Work order
Please transcribe all of the entries exactly, leaving out any images.

Content starts

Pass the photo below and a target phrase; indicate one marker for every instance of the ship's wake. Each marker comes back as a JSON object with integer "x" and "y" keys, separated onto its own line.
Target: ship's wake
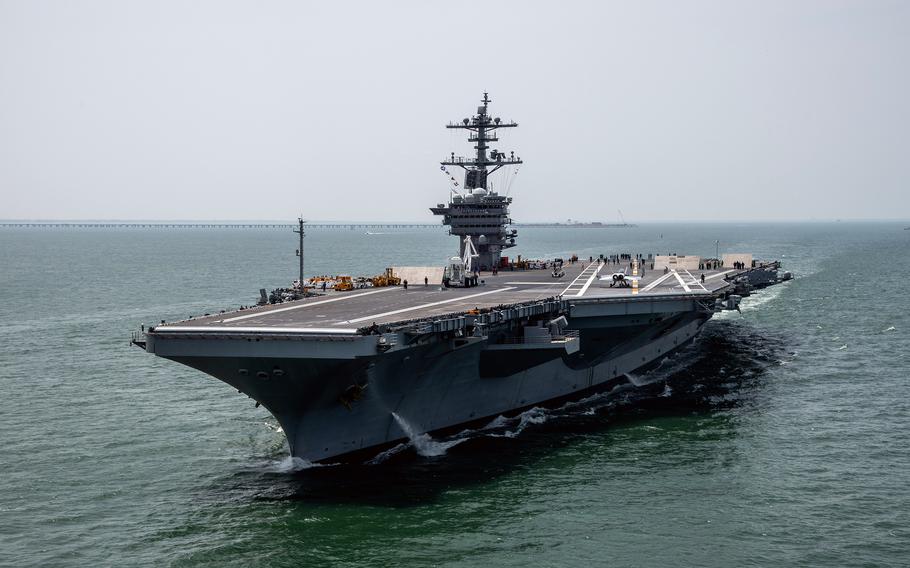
{"x": 728, "y": 368}
{"x": 716, "y": 371}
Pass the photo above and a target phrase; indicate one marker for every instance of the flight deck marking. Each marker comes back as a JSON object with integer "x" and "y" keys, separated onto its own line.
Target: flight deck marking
{"x": 307, "y": 305}
{"x": 591, "y": 279}
{"x": 681, "y": 281}
{"x": 430, "y": 305}
{"x": 657, "y": 282}
{"x": 162, "y": 329}
{"x": 719, "y": 274}
{"x": 579, "y": 277}
{"x": 695, "y": 281}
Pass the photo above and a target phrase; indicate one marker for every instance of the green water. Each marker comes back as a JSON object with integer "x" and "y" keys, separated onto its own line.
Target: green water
{"x": 781, "y": 437}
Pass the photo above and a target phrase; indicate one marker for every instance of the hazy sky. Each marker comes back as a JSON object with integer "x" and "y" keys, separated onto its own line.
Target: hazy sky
{"x": 262, "y": 110}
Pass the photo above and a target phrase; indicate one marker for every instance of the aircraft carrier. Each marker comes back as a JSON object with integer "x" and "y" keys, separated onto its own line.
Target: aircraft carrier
{"x": 349, "y": 373}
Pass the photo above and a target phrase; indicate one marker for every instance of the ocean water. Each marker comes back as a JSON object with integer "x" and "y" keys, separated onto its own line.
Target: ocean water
{"x": 782, "y": 437}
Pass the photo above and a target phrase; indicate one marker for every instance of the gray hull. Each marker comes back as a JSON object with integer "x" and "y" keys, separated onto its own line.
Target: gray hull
{"x": 330, "y": 407}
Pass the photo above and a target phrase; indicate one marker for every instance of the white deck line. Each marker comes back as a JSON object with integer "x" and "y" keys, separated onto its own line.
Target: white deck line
{"x": 591, "y": 279}
{"x": 579, "y": 277}
{"x": 421, "y": 306}
{"x": 696, "y": 282}
{"x": 657, "y": 282}
{"x": 304, "y": 305}
{"x": 254, "y": 329}
{"x": 681, "y": 281}
{"x": 719, "y": 274}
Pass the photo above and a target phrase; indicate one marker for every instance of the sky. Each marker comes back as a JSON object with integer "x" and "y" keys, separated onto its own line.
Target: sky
{"x": 265, "y": 110}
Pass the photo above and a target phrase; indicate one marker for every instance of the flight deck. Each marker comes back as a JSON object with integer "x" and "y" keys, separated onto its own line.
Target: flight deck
{"x": 346, "y": 312}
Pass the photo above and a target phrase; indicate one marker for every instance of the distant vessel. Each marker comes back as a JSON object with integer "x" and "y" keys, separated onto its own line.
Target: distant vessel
{"x": 350, "y": 373}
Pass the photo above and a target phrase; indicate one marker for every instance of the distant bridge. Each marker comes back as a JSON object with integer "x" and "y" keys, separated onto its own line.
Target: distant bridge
{"x": 254, "y": 225}
{"x": 173, "y": 225}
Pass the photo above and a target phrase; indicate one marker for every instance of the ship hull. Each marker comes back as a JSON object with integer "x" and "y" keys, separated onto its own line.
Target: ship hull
{"x": 333, "y": 409}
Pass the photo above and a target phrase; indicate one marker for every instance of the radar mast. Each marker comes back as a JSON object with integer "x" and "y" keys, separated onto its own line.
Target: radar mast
{"x": 480, "y": 213}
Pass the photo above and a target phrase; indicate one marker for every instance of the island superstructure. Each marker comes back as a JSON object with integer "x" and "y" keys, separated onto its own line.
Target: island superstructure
{"x": 343, "y": 370}
{"x": 479, "y": 212}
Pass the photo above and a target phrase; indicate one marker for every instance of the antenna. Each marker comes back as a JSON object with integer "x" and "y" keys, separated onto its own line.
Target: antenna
{"x": 299, "y": 231}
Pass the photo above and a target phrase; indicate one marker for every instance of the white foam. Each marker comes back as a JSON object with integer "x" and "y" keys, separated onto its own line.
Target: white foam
{"x": 423, "y": 443}
{"x": 292, "y": 464}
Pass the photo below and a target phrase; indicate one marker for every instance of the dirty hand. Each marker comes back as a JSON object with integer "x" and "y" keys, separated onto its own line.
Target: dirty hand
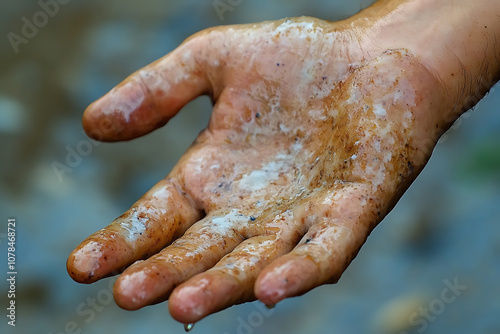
{"x": 312, "y": 140}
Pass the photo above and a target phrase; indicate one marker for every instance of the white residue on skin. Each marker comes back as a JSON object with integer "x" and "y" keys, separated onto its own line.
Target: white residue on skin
{"x": 154, "y": 80}
{"x": 376, "y": 173}
{"x": 161, "y": 194}
{"x": 134, "y": 224}
{"x": 260, "y": 179}
{"x": 222, "y": 225}
{"x": 297, "y": 146}
{"x": 317, "y": 114}
{"x": 354, "y": 95}
{"x": 331, "y": 233}
{"x": 87, "y": 258}
{"x": 300, "y": 30}
{"x": 333, "y": 198}
{"x": 131, "y": 285}
{"x": 284, "y": 129}
{"x": 187, "y": 293}
{"x": 124, "y": 105}
{"x": 379, "y": 110}
{"x": 408, "y": 116}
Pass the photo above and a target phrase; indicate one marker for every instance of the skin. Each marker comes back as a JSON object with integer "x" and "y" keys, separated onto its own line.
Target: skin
{"x": 317, "y": 130}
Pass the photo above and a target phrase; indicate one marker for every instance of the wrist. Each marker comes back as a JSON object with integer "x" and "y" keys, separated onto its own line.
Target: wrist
{"x": 455, "y": 40}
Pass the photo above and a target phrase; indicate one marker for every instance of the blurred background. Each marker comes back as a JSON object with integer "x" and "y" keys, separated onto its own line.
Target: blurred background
{"x": 445, "y": 231}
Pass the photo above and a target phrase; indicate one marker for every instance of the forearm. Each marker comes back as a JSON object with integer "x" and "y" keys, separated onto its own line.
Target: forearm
{"x": 457, "y": 40}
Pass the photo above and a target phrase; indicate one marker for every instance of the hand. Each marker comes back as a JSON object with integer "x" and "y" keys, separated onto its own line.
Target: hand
{"x": 312, "y": 140}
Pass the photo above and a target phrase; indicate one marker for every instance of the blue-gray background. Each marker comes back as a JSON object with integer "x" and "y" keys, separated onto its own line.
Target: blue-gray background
{"x": 446, "y": 227}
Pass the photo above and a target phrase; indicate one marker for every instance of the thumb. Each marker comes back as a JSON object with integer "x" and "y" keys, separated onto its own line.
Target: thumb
{"x": 148, "y": 98}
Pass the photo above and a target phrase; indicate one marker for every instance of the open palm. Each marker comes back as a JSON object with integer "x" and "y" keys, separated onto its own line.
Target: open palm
{"x": 310, "y": 144}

Content ends

Task answer
Pass the photo below and a target phrase; indicate one marker for every instance of the ship's wake. Each marker comes back as a JSON object with integer "x" and "y" keys, separated onto its own line.
Target: ship's wake
{"x": 728, "y": 368}
{"x": 716, "y": 371}
Pass the photo above and a target phrase; indicate one marker for every instance of the flight deck marking. Each marker comes back as a JSON object with integer "x" and "y" keys, separated onto its own line.
Target: flight deck marking
{"x": 307, "y": 305}
{"x": 591, "y": 279}
{"x": 681, "y": 281}
{"x": 430, "y": 305}
{"x": 657, "y": 282}
{"x": 162, "y": 329}
{"x": 719, "y": 274}
{"x": 579, "y": 277}
{"x": 695, "y": 281}
Pass the photo above and a target phrase; indicate one marker for every instance of the green water. Each marker comes back as a JSON object with integer "x" and "y" keys, separated onto its own line.
Target: green water
{"x": 781, "y": 437}
Pass the photo above and a target phrase; indicate one marker for every instance of the hazy sky. Each marker comes back as a JSON object with integer "x" and "y" keys, separated onto its own line.
Target: hazy sky
{"x": 262, "y": 110}
Pass the photo above and a target phrase; indicate one marker for every instance of the aircraft carrier. Each marker comes back as a JSON object with integer "x" and "y" keys, separated onto its own line.
Target: aircraft carrier
{"x": 349, "y": 373}
Pass the photo above and a target phrase; indicate one marker for every instance of the ocean water. Each marker comes back as a JSON object with integer "x" and "y" keys, separated onto its own line.
Target: ocean water
{"x": 782, "y": 437}
Pass the photo above and a target phrase; indicate one marker for every instance of the gray hull. Each marker comes back as a JSON object with integer "x" and "y" keys, separated onto its own line.
Target: gray hull
{"x": 330, "y": 407}
Pass the photo above and a target phrase; indicate one marker for every instance of the white deck line. Each marker comes back as a JSON object with integer "x" and "y" keys, separated onto its own line.
Target: white deck line
{"x": 591, "y": 279}
{"x": 579, "y": 277}
{"x": 421, "y": 306}
{"x": 696, "y": 282}
{"x": 657, "y": 282}
{"x": 304, "y": 305}
{"x": 254, "y": 329}
{"x": 681, "y": 281}
{"x": 719, "y": 274}
Pass the photo above and a target phrase; indicate one marker for every instance of the sky. Each marker comes back as a JSON object with integer "x" and "y" keys, separated onto its own line.
Target: sky
{"x": 265, "y": 110}
Pass the photo above and a target phrase; indicate one marker for every instance of the flight deck. Each marker comes back as a JSON object with integer "x" and "y" keys, separated onto its own line.
Target: flight deck
{"x": 346, "y": 312}
Pass the photo above and a target phrase; indicate one marker for every instance of the distant vessel. Each marker comes back as a JSON object with integer "x" and "y" keys, separated onto its own line.
Target: distant vessel
{"x": 350, "y": 373}
Pass the photo above and a target phrase; indicate one marker for every instance of the distant bridge. Each marker comes back as a JSON object with integer "x" and "y" keys, separated onto its own line.
Target: distant bridge
{"x": 254, "y": 225}
{"x": 173, "y": 225}
Pass the photo above and a target phrase; indicate one marker for every instance of the ship hull. Each marker comes back as a JSON object with integer "x" and "y" keys, separated onto its own line.
Target: ship hull
{"x": 333, "y": 409}
Pass the photo above and a target phrase; indicate one marker for every instance of the radar mast. Each marker comes back as a JSON object with integer "x" and "y" keys, separated onto its own line.
Target: radar mast
{"x": 480, "y": 213}
Pass the photo above and a target phrase; indicate one marker for every instance of the island superstructure. Each marker comes back as a JSON object with integer "x" and "y" keys, separated onto its own line.
Target: island superstructure
{"x": 343, "y": 370}
{"x": 479, "y": 212}
Pass the photo above and a target phrase; indicate one marker for every instance of the antenna. Each marker comes back as a JSON object with integer "x" and "y" keys, separated onto its own line.
Target: antenna
{"x": 299, "y": 231}
Pass the photo above and a target phrase; indicate one marker for every instance of the white foam. Each marker comes back as a JSON object with integer "x" and "y" keys, separated onto its own line.
Target: white foam
{"x": 423, "y": 443}
{"x": 292, "y": 464}
Pass the photo below and a target phrase; indicate one marker for every instance of the dirty hand. Each marker comes back as a JSON object with integer "x" and "y" keys, separated onto its own line.
Target: dirty hand
{"x": 312, "y": 140}
Pass the photo above and a target phrase; indicate one marker for every instance of the white residue on skin. Each marker comes back as a JSON object with integer "x" and "y" keys, separated onto its own line.
Target: white residue on skin
{"x": 154, "y": 80}
{"x": 376, "y": 173}
{"x": 161, "y": 194}
{"x": 134, "y": 224}
{"x": 260, "y": 179}
{"x": 222, "y": 225}
{"x": 297, "y": 146}
{"x": 317, "y": 114}
{"x": 354, "y": 95}
{"x": 331, "y": 233}
{"x": 87, "y": 258}
{"x": 300, "y": 30}
{"x": 333, "y": 198}
{"x": 131, "y": 285}
{"x": 284, "y": 129}
{"x": 187, "y": 293}
{"x": 124, "y": 105}
{"x": 379, "y": 110}
{"x": 408, "y": 116}
Pass the photo above and a target phrase; indicate one marker for every instance of the skin. Each marker comes back as a JSON object with integer "x" and "y" keys, separated onto its own line.
Target: skin
{"x": 317, "y": 130}
Pass the photo above and a target phrase; indicate one marker for every instance of the wrist. Each marker comes back as a JSON object with integer "x" and "y" keys, separated onto its own line.
Target: wrist
{"x": 455, "y": 40}
Pass the photo above and a target phrase; indicate one marker for every instance of the blurred background. Each marker comes back as a JSON object with integer "x" and "y" keys, separated onto its own line.
Target: blurred background
{"x": 445, "y": 231}
Pass the photo above and a target phrase; indicate one marker for every instance of the forearm. Each marker comes back as a JSON object with integer "x" and "y" keys, separated onto its own line.
Target: forearm
{"x": 457, "y": 40}
Pass the photo above and a target phrase; indicate one marker for every instance of the hand. Each marker comes back as a JSON object with integer "x" and "y" keys, separated onto its own line.
Target: hand
{"x": 312, "y": 140}
Pass the photo above and a target phrase; indicate one marker for every instance of the blue-gray background. Each marker comes back as a JSON object with integer "x" and "y" keys, separated onto its own line.
Target: blue-gray background
{"x": 446, "y": 227}
Pass the photo above and a target phrase; indicate one marker for every instance of the thumb. Each marker comes back as a JSON object with integer "x" and "y" keys, separated onto its own line.
Target: thumb
{"x": 148, "y": 98}
Pass the photo above and a target phrase; indicate one marker for every instance of the open palm. Each marker comes back as a JSON object with integer "x" and "y" keys, separated onto its own line.
Target: open palm
{"x": 310, "y": 144}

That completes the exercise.